───── Page extract

If it seems like everyone you know has been sick, is sick, or might be sick, you’re not imagining it. Chaffee County Public Health (CCPH) offers these words of advice:

On a daily basis, CCPH is hearing about waves of various illnesses hitting our community, and they range from mild to severe while also impacting otherwise healthy individuals.

Chaffee County Public Health Director Andrea Carlstrom.

Reports from Heart of the Rockies Regional Medical Center (HRRMC) indicate that the emergency department has recently been inundated with COVID, influenza, and sometimes both.

National news is also reporting on influenza and RSV outbreaks daily. CCPH Deputy Director Emily Anderson shared with Ark Valley Voice that “immunity debt” may be a factor in the recent trends. In other words — we’re paying for the past few years when we went around masked, and stayed away from crowds.

According to CCPH, it is imperative that we do what we can to protect ourselves and loved ones from serious illness as well as minimize the impact that this has on our healthcare system.

──────────
───── Data listing

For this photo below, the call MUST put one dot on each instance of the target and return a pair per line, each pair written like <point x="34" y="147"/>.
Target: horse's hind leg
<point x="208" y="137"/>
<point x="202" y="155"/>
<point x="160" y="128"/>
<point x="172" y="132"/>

──────────

■ What to work on
According to the public health article, what has the emergency department at Heart of the Rockies Regional Medical Center recently been inundated with?

■ Solved problem
COVID, influenza, and sometimes both.